Your goal | Extract every line of the material below that contains the string "waterfall", matching case exactly.

# Data start

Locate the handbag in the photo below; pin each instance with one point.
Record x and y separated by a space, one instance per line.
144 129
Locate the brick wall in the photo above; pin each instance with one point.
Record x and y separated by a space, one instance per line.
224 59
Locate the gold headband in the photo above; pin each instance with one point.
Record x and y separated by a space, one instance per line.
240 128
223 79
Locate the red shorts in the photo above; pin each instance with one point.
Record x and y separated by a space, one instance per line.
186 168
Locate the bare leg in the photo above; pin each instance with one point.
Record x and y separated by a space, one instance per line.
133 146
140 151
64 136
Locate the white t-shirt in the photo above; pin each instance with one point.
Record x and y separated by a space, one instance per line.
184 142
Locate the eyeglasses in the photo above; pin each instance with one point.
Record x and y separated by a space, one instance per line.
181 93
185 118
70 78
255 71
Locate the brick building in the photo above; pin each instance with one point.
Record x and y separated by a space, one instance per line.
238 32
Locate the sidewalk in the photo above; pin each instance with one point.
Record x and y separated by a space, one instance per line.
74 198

# Data end
# Data start

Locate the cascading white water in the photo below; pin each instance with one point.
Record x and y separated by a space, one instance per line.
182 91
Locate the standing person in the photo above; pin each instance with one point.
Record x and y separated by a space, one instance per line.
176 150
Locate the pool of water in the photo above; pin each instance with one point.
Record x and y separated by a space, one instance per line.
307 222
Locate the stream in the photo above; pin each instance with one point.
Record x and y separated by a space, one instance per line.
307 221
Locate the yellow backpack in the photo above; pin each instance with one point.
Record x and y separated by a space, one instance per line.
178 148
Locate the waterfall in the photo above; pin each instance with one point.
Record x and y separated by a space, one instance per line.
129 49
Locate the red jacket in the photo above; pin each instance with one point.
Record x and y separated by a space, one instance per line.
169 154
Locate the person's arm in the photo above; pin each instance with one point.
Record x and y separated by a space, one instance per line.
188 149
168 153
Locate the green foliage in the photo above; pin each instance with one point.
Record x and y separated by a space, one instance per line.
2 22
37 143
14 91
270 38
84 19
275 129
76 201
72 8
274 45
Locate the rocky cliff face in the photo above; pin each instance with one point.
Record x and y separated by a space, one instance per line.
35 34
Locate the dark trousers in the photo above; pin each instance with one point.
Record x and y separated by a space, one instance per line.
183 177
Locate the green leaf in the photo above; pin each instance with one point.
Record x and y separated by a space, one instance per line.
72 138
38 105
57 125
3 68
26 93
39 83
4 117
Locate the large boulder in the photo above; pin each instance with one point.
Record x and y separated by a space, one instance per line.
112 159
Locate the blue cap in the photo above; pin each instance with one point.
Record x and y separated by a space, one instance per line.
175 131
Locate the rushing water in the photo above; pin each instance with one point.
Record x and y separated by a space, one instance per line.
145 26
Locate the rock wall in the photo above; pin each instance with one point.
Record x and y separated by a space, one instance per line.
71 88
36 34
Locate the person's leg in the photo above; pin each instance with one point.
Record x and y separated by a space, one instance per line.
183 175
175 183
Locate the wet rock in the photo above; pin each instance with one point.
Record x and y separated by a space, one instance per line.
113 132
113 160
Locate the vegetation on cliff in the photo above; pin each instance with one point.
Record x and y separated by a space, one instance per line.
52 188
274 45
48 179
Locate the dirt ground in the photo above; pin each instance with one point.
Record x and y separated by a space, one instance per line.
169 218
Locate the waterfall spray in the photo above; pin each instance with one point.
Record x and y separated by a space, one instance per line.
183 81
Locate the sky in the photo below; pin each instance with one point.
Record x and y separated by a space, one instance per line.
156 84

# Data end

Task result |
Locate the waterfall in the photo above; pin each instance with one point.
Locate the waterfall spray in the photo above; pin each instance with one point.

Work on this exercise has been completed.